- Opening Delimiter -
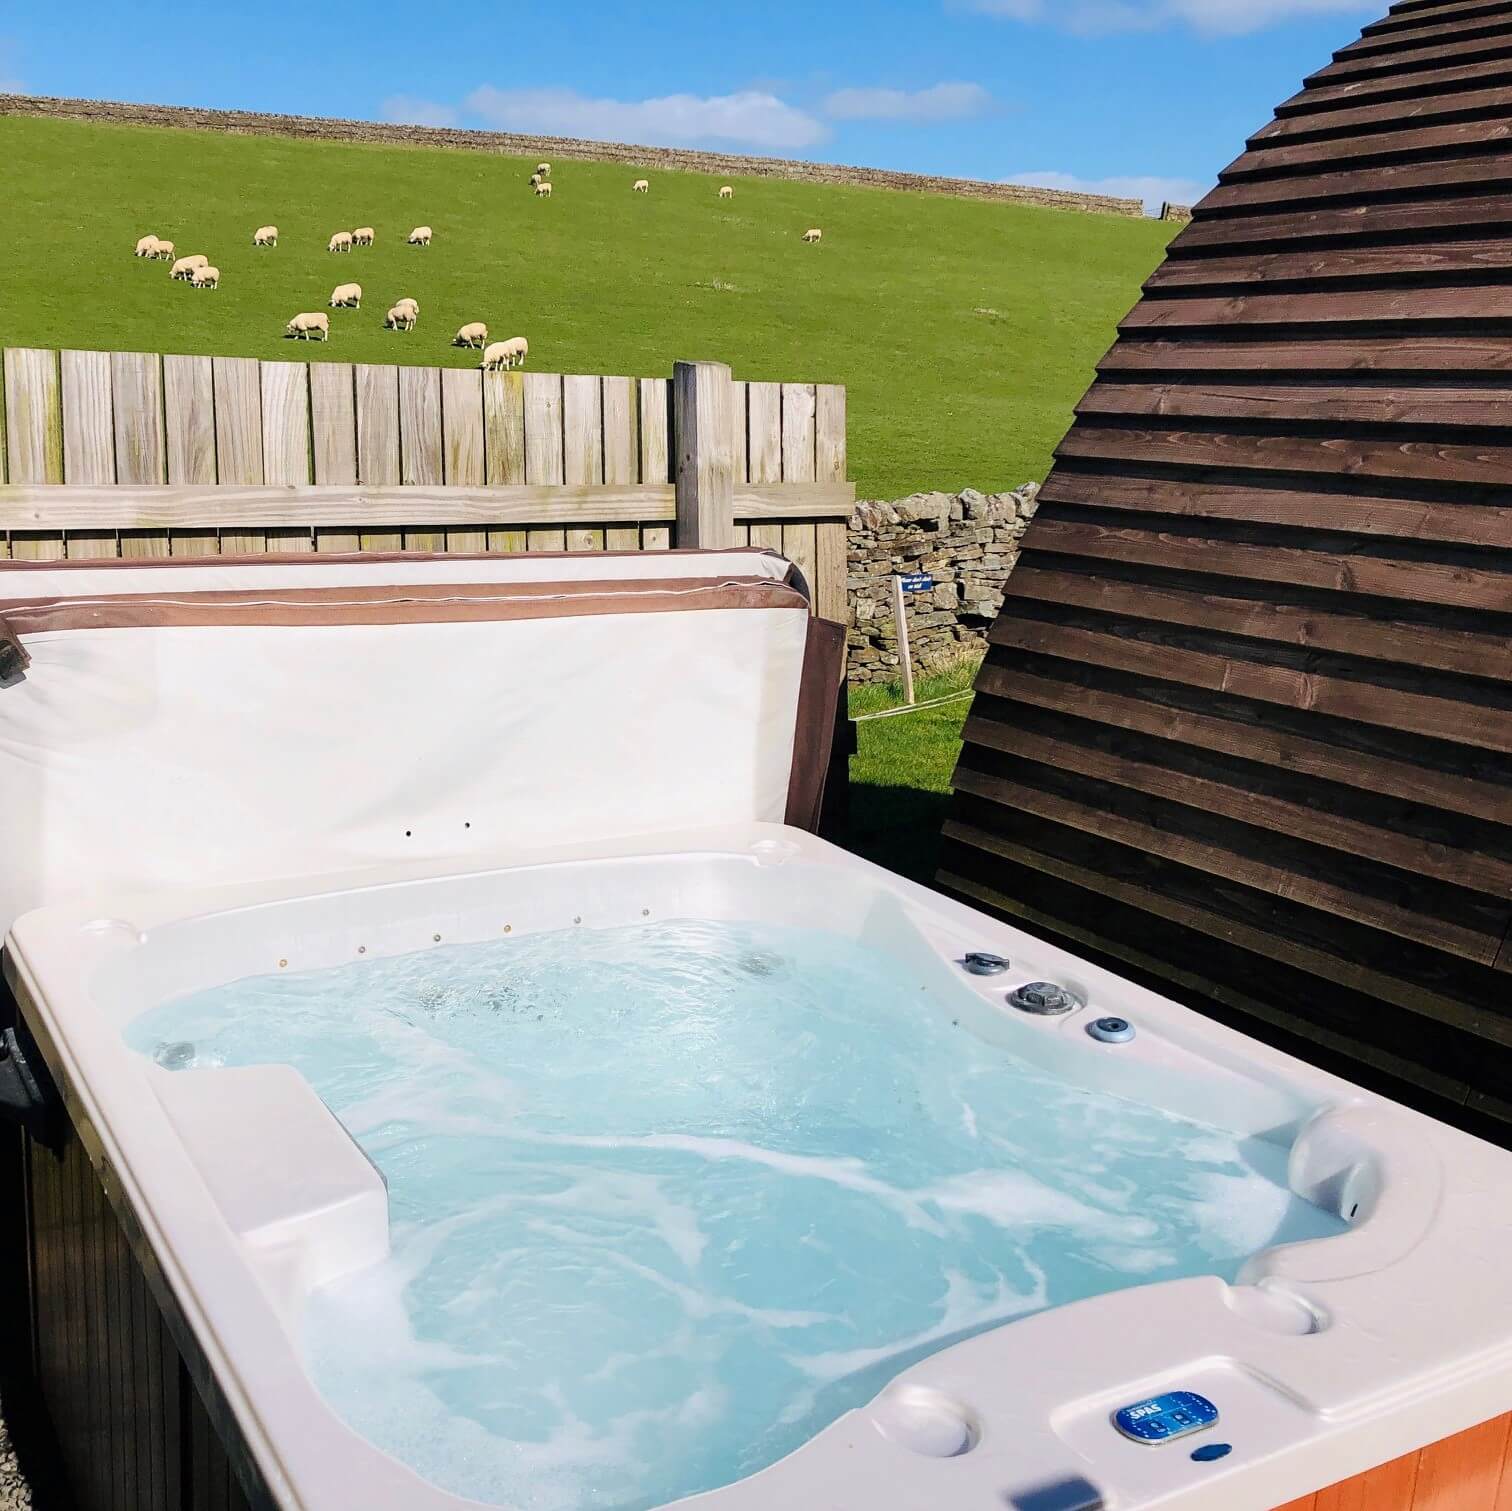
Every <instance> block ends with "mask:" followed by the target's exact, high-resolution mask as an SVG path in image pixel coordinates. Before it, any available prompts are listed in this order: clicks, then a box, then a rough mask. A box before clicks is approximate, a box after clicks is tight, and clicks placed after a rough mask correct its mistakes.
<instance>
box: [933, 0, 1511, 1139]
mask: <svg viewBox="0 0 1512 1511" xmlns="http://www.w3.org/2000/svg"><path fill="white" fill-rule="evenodd" d="M1042 499H1043V502H1042V507H1040V513H1039V517H1037V519H1036V522H1034V525H1033V526H1031V528H1030V531H1028V535H1027V538H1025V541H1024V557H1022V561H1021V564H1019V567H1018V570H1016V573H1015V576H1013V579H1012V582H1010V596H1009V599H1007V602H1005V605H1004V610H1002V614H1001V617H999V620H998V623H996V626H995V628H993V631H992V646H990V652H989V656H987V661H986V664H984V667H983V672H981V676H980V679H978V682H977V688H978V697H977V702H975V706H974V709H972V717H971V721H969V724H968V728H966V740H968V744H966V749H965V752H963V756H962V762H960V768H959V773H957V797H956V802H954V808H953V814H951V818H950V821H948V824H947V836H945V844H943V850H942V873H940V880H942V883H943V885H945V886H947V888H948V889H953V891H956V892H959V894H962V895H966V897H969V898H971V900H974V901H978V903H987V904H990V906H995V908H998V909H1002V911H1005V912H1007V914H1012V915H1015V917H1016V918H1018V920H1019V921H1024V923H1027V924H1028V926H1030V927H1033V929H1037V930H1040V932H1045V933H1049V935H1054V936H1058V938H1061V939H1063V941H1070V942H1074V944H1075V945H1077V947H1080V948H1081V950H1084V951H1092V953H1095V954H1102V956H1105V957H1108V959H1110V960H1111V962H1113V963H1116V965H1119V966H1120V968H1123V970H1125V971H1129V973H1132V974H1136V976H1142V977H1145V979H1148V980H1149V982H1151V983H1152V985H1155V986H1158V988H1160V989H1164V991H1167V992H1170V994H1173V995H1178V997H1181V998H1184V1000H1187V1001H1190V1003H1193V1004H1194V1006H1201V1007H1204V1009H1205V1010H1210V1012H1213V1013H1216V1015H1219V1016H1225V1018H1229V1019H1232V1021H1234V1022H1235V1024H1237V1025H1240V1027H1243V1029H1246V1030H1247V1032H1252V1033H1256V1035H1259V1036H1263V1038H1270V1039H1272V1041H1273V1042H1279V1044H1281V1045H1282V1047H1285V1048H1290V1050H1293V1051H1294V1053H1299V1054H1302V1056H1306V1057H1309V1059H1314V1060H1318V1062H1323V1063H1328V1065H1329V1066H1331V1068H1335V1069H1340V1071H1341V1072H1344V1074H1347V1075H1350V1077H1352V1078H1356V1080H1362V1081H1367V1083H1371V1084H1376V1086H1379V1087H1382V1089H1383V1091H1387V1092H1390V1094H1393V1095H1397V1097H1402V1098H1403V1100H1408V1101H1414V1103H1417V1104H1418V1106H1424V1107H1427V1109H1429V1110H1432V1112H1435V1113H1438V1115H1441V1116H1447V1118H1450V1119H1452V1121H1458V1122H1461V1124H1464V1125H1470V1127H1474V1128H1476V1130H1477V1131H1483V1133H1488V1131H1489V1133H1492V1134H1495V1136H1498V1137H1501V1139H1512V0H1405V3H1402V5H1397V6H1394V8H1393V11H1391V12H1390V15H1388V17H1387V18H1385V20H1382V21H1377V23H1376V24H1374V26H1370V27H1367V29H1365V32H1364V35H1362V36H1361V39H1359V41H1358V42H1355V44H1352V45H1350V47H1346V48H1344V50H1343V51H1340V53H1337V54H1335V57H1334V62H1332V64H1329V65H1328V67H1326V68H1323V70H1320V71H1318V73H1315V74H1312V76H1311V77H1309V79H1308V80H1306V85H1305V88H1303V89H1302V91H1300V92H1299V94H1296V95H1293V97H1291V98H1290V100H1287V101H1285V103H1284V104H1282V106H1281V107H1279V110H1278V112H1276V118H1275V119H1273V121H1272V123H1270V124H1269V126H1267V127H1264V130H1261V132H1258V133H1256V135H1255V136H1253V138H1250V141H1249V144H1247V147H1246V151H1244V153H1243V154H1241V156H1240V157H1238V159H1235V160H1234V163H1231V165H1229V168H1226V169H1225V171H1223V174H1222V175H1220V182H1219V188H1217V189H1214V191H1213V194H1210V195H1208V197H1207V198H1205V200H1204V201H1202V203H1201V204H1199V206H1198V207H1196V213H1194V219H1193V222H1191V225H1190V227H1187V228H1185V230H1184V231H1182V233H1181V234H1179V236H1178V237H1176V239H1175V242H1173V244H1172V247H1170V254H1169V259H1167V262H1166V263H1164V266H1161V268H1160V269H1158V271H1157V272H1155V274H1154V277H1152V278H1151V280H1149V283H1148V284H1146V289H1145V296H1143V298H1142V299H1140V303H1139V304H1137V306H1136V309H1134V310H1132V312H1131V313H1129V316H1128V318H1126V319H1125V322H1123V325H1122V327H1120V334H1119V340H1117V343H1116V345H1114V346H1113V349H1111V351H1110V352H1108V354H1107V355H1105V357H1104V360H1102V363H1101V366H1099V372H1098V380H1096V383H1095V384H1093V387H1092V389H1090V390H1089V392H1087V395H1086V398H1084V399H1083V401H1081V404H1080V407H1078V411H1077V420H1075V424H1074V427H1072V430H1070V433H1069V434H1067V436H1066V439H1064V440H1063V443H1061V446H1060V451H1058V460H1057V466H1055V469H1054V472H1052V473H1051V478H1049V479H1048V482H1046V487H1045V492H1043V495H1042Z"/></svg>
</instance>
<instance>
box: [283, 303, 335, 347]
mask: <svg viewBox="0 0 1512 1511" xmlns="http://www.w3.org/2000/svg"><path fill="white" fill-rule="evenodd" d="M316 331H319V333H321V340H330V339H331V316H330V315H327V313H325V312H324V310H305V312H304V315H296V316H295V318H293V319H292V321H290V322H289V324H287V325H286V327H284V336H293V337H295V339H296V340H314V333H316Z"/></svg>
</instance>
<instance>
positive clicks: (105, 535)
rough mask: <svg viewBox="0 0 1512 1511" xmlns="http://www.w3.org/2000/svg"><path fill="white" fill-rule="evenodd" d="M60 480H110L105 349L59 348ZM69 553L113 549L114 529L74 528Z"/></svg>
mask: <svg viewBox="0 0 1512 1511" xmlns="http://www.w3.org/2000/svg"><path fill="white" fill-rule="evenodd" d="M57 360H59V368H60V377H62V408H64V481H65V482H115V416H113V414H112V413H110V354H109V352H104V351H60V352H59V354H57ZM67 552H68V557H70V558H79V560H86V558H91V557H113V555H116V541H115V531H113V529H77V531H70V532H68V538H67Z"/></svg>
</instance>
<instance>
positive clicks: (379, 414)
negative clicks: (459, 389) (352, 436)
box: [355, 363, 404, 551]
mask: <svg viewBox="0 0 1512 1511" xmlns="http://www.w3.org/2000/svg"><path fill="white" fill-rule="evenodd" d="M355 374H357V383H355V395H357V481H358V482H366V484H369V486H370V487H393V486H395V484H398V481H399V369H398V368H373V366H367V365H366V363H363V365H360V366H358V368H357V369H355ZM360 540H361V548H363V551H399V549H402V546H404V537H402V535H401V534H399V532H398V531H384V532H383V534H369V532H367V531H363V532H361V537H360Z"/></svg>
- Closing Delimiter -
Task goal:
Copy all of the entries above word for word, omitting the pictures.

Task solution:
Every <instance> block ends with "mask:" followed by the target's exact, high-resolution mask as an SVG path in image pixel coordinates. Before it, any available prompts are listed in this order: clicks, then a box, then a rough mask. A box before clicks is approximate, a box after clicks is tight, and clicks placed after a rough mask correct its mistakes.
<instance>
box: [933, 0, 1511, 1139]
mask: <svg viewBox="0 0 1512 1511" xmlns="http://www.w3.org/2000/svg"><path fill="white" fill-rule="evenodd" d="M1042 499H1043V502H1042V507H1040V513H1039V517H1037V519H1036V522H1034V525H1033V526H1031V528H1030V531H1028V535H1027V538H1025V541H1024V557H1022V561H1021V564H1019V567H1018V570H1016V573H1015V576H1013V579H1012V582H1010V596H1009V599H1007V602H1005V605H1004V610H1002V614H1001V617H999V620H998V623H996V626H995V628H993V631H992V646H990V652H989V656H987V661H986V664H984V667H983V672H981V676H980V679H978V682H977V688H978V697H977V702H975V706H974V709H972V717H971V721H969V724H968V728H966V740H968V744H966V749H965V752H963V756H962V762H960V768H959V773H957V797H956V802H954V808H953V814H951V818H950V821H948V824H947V836H945V844H943V850H942V873H940V880H942V883H943V885H945V886H947V888H948V889H953V891H956V892H959V894H962V895H966V897H969V898H971V900H974V901H978V903H987V904H990V906H995V908H998V909H1002V911H1005V912H1007V914H1012V915H1015V917H1016V918H1018V920H1019V921H1024V923H1027V924H1028V926H1030V927H1033V929H1037V930H1040V932H1045V933H1049V935H1054V936H1058V938H1061V939H1063V941H1070V942H1074V944H1075V945H1077V947H1080V948H1081V950H1084V951H1092V953H1095V954H1102V956H1105V957H1108V959H1110V960H1111V962H1113V963H1116V965H1119V966H1120V968H1123V970H1125V971H1129V973H1132V974H1136V976H1142V977H1145V979H1148V980H1149V982H1151V983H1152V985H1155V986H1158V988H1160V989H1164V991H1167V992H1170V994H1173V995H1178V997H1181V998H1184V1000H1187V1001H1190V1003H1193V1004H1194V1006H1201V1007H1204V1009H1205V1010H1210V1012H1213V1013H1216V1015H1219V1016H1225V1018H1229V1019H1232V1021H1234V1022H1235V1024H1237V1025H1240V1027H1243V1029H1246V1030H1247V1032H1252V1033H1256V1035H1259V1036H1263V1038H1270V1039H1272V1041H1273V1042H1279V1044H1281V1045H1282V1047H1285V1048H1290V1050H1293V1051H1294V1053H1299V1054H1302V1056H1306V1057H1309V1059H1314V1060H1318V1062H1323V1063H1328V1065H1329V1066H1331V1068H1335V1069H1340V1071H1341V1072H1344V1074H1347V1075H1350V1077H1352V1078H1356V1080H1362V1081H1367V1083H1371V1084H1376V1086H1379V1087H1382V1089H1383V1091H1387V1092H1390V1094H1393V1095H1397V1097H1402V1098H1403V1100H1408V1101H1414V1103H1417V1104H1418V1106H1424V1107H1427V1109H1429V1110H1432V1112H1435V1113H1438V1115H1441V1116H1447V1118H1450V1119H1452V1121H1458V1122H1461V1124H1464V1125H1470V1127H1474V1128H1476V1130H1477V1131H1483V1133H1488V1131H1489V1133H1492V1134H1495V1136H1498V1137H1501V1139H1512V0H1405V3H1402V5H1397V6H1394V8H1393V11H1391V12H1390V15H1388V17H1387V18H1385V20H1382V21H1377V23H1376V24H1374V26H1370V27H1367V29H1365V32H1364V35H1362V36H1361V39H1359V41H1358V42H1355V44H1352V45H1350V47H1346V48H1344V50H1343V51H1340V53H1337V54H1335V57H1334V62H1332V64H1329V65H1328V67H1326V68H1323V70H1320V71H1318V73H1315V74H1312V76H1311V77H1309V79H1308V80H1306V85H1305V88H1303V89H1302V91H1300V92H1299V94H1296V95H1293V97H1291V98H1290V100H1287V101H1285V103H1284V104H1282V106H1281V107H1279V110H1278V112H1276V118H1275V119H1273V121H1272V123H1270V124H1269V126H1267V127H1264V130H1261V132H1258V133H1256V135H1255V136H1253V138H1250V141H1249V144H1247V147H1246V151H1244V153H1243V154H1241V156H1240V157H1238V159H1235V160H1234V163H1231V165H1229V168H1226V169H1225V171H1223V174H1222V175H1220V182H1219V188H1217V189H1214V191H1213V194H1210V195H1208V197H1207V198H1205V200H1204V201H1202V203H1201V204H1199V206H1198V207H1196V213H1194V219H1193V222H1191V225H1190V227H1187V228H1185V230H1184V231H1182V233H1181V234H1179V236H1178V237H1176V239H1175V242H1173V244H1172V247H1170V254H1169V259H1167V262H1166V263H1164V266H1161V268H1160V269H1158V271H1157V272H1155V274H1154V277H1152V278H1151V280H1149V283H1148V284H1146V289H1145V296H1143V298H1142V299H1140V303H1139V304H1137V306H1136V309H1134V310H1132V312H1131V313H1129V316H1128V318H1126V319H1125V322H1123V325H1122V327H1120V334H1119V340H1117V343H1116V345H1114V346H1113V349H1111V351H1110V352H1108V354H1107V355H1105V357H1104V360H1102V363H1101V366H1099V372H1098V380H1096V383H1095V384H1093V387H1092V389H1090V390H1089V392H1087V395H1086V398H1084V399H1083V401H1081V404H1080V407H1078V411H1077V420H1075V424H1074V427H1072V430H1070V433H1069V434H1067V436H1066V439H1064V440H1063V443H1061V446H1060V451H1058V460H1057V466H1055V469H1054V472H1052V473H1051V478H1049V479H1048V482H1046V487H1045V492H1043V495H1042Z"/></svg>
</instance>
<instance>
box: [283, 303, 335, 347]
mask: <svg viewBox="0 0 1512 1511" xmlns="http://www.w3.org/2000/svg"><path fill="white" fill-rule="evenodd" d="M316 331H319V333H321V340H330V339H331V316H330V315H327V313H325V312H324V310H305V312H304V315H296V316H295V318H293V319H292V321H290V322H289V324H287V325H286V327H284V336H293V337H295V339H296V340H314V333H316Z"/></svg>
</instance>
<instance>
positive clicks: (105, 535)
rough mask: <svg viewBox="0 0 1512 1511" xmlns="http://www.w3.org/2000/svg"><path fill="white" fill-rule="evenodd" d="M60 480H110L105 349L59 348ZM69 553L113 549L114 529L74 528Z"/></svg>
mask: <svg viewBox="0 0 1512 1511" xmlns="http://www.w3.org/2000/svg"><path fill="white" fill-rule="evenodd" d="M57 360H59V368H60V377H62V408H64V481H65V482H115V416H113V414H112V413H110V354H109V352H104V351H60V352H59V354H57ZM67 552H68V557H70V558H79V560H86V558H91V557H113V555H116V541H115V531H113V529H77V531H70V532H68V538H67Z"/></svg>
</instance>
<instance>
positive clicks: (379, 414)
negative clicks: (459, 389) (352, 436)
box: [355, 363, 404, 551]
mask: <svg viewBox="0 0 1512 1511" xmlns="http://www.w3.org/2000/svg"><path fill="white" fill-rule="evenodd" d="M355 374H357V383H355V395H357V481H358V482H366V484H369V486H370V487H393V486H395V484H398V481H399V369H398V368H373V366H367V365H366V363H363V365H360V366H358V368H357V369H355ZM360 540H361V548H363V551H399V549H402V546H404V537H402V535H401V534H399V532H398V531H384V532H383V534H369V532H367V531H363V532H361V537H360Z"/></svg>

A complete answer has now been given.